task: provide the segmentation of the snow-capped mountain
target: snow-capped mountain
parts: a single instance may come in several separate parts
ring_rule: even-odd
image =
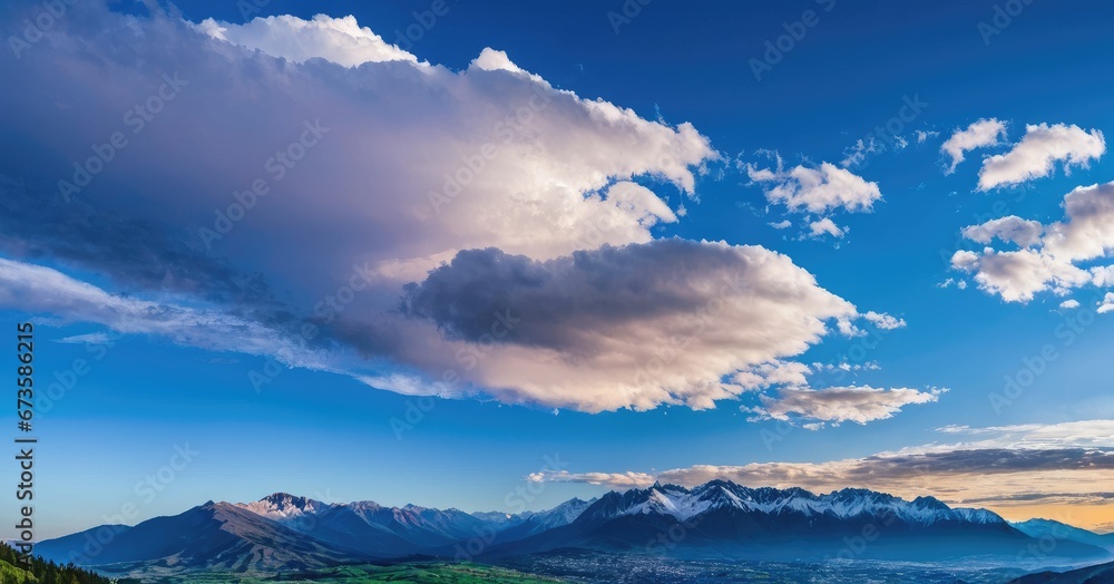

--

■ What you should do
Set down each line of the entries above word for word, leaving out the pictures.

■ Completed task
task: provide the segmentation of the snow-capped mountain
target: snow-capped mountain
parts: a single instance may come in several separate parts
ring_rule: even-odd
image =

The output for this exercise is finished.